* INFORMATION SUPPLIED
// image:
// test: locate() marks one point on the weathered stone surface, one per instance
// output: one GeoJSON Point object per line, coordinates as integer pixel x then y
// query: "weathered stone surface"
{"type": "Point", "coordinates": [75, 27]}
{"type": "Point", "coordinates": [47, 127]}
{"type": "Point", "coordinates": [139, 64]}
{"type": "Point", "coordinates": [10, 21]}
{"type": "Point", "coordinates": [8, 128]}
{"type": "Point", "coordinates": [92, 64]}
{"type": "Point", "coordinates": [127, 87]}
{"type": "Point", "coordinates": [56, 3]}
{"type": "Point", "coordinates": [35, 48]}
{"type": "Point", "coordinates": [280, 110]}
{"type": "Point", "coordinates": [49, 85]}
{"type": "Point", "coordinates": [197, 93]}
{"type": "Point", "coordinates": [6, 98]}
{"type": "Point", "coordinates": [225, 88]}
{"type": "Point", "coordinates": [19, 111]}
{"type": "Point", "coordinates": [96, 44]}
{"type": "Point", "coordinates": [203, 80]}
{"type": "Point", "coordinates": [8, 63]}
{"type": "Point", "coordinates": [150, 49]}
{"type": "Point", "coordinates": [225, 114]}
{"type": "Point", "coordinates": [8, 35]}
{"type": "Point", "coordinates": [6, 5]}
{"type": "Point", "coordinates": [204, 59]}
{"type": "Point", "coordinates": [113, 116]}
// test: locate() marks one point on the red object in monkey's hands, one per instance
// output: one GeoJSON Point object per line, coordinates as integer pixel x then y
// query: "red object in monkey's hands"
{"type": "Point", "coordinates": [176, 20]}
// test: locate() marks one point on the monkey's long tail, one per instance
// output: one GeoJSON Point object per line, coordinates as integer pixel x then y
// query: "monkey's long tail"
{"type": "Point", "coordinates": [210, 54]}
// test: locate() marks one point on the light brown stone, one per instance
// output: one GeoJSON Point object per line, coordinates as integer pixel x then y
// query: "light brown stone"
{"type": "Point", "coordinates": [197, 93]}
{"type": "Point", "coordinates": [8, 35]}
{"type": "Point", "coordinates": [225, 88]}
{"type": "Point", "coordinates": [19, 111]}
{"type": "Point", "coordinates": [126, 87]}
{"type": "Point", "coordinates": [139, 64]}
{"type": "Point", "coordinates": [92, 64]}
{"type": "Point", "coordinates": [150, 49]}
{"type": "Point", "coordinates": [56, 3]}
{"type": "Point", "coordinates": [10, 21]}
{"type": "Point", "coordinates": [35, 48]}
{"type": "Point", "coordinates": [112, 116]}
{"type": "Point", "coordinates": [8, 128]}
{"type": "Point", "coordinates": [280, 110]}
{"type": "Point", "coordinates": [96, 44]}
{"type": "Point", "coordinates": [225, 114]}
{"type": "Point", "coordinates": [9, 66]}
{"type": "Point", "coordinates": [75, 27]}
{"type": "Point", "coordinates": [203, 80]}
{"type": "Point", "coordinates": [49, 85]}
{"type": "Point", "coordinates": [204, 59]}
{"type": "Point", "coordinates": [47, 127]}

* THE REQUEST
Put the lines starting at the line containing "stone, one per instance" and ending at the last line of the records into a Markdown table with the columns Row and Content. Leave out blank lines.

* EXERCISE RESULT
| Row | Content |
|---|---|
| 1 | // test: locate() marks one point on the light brown stone, one per instance |
| 2 | // output: one GeoJSON Point object per line, coordinates as integer pixel x then y |
| 3 | // query: "light brown stone" |
| 4 | {"type": "Point", "coordinates": [197, 93]} |
| 5 | {"type": "Point", "coordinates": [8, 35]} |
| 6 | {"type": "Point", "coordinates": [225, 88]} |
| 7 | {"type": "Point", "coordinates": [19, 111]} |
| 8 | {"type": "Point", "coordinates": [126, 87]} |
| 9 | {"type": "Point", "coordinates": [139, 64]} |
| 10 | {"type": "Point", "coordinates": [92, 64]} |
| 11 | {"type": "Point", "coordinates": [150, 49]} |
| 12 | {"type": "Point", "coordinates": [56, 3]} |
| 13 | {"type": "Point", "coordinates": [10, 21]} |
| 14 | {"type": "Point", "coordinates": [35, 48]} |
| 15 | {"type": "Point", "coordinates": [112, 116]} |
| 16 | {"type": "Point", "coordinates": [8, 128]} |
| 17 | {"type": "Point", "coordinates": [280, 110]} |
| 18 | {"type": "Point", "coordinates": [96, 44]} |
| 19 | {"type": "Point", "coordinates": [225, 114]} |
| 20 | {"type": "Point", "coordinates": [9, 66]} |
| 21 | {"type": "Point", "coordinates": [75, 27]} |
| 22 | {"type": "Point", "coordinates": [203, 80]} |
| 23 | {"type": "Point", "coordinates": [49, 85]} |
| 24 | {"type": "Point", "coordinates": [204, 59]} |
| 25 | {"type": "Point", "coordinates": [47, 127]} |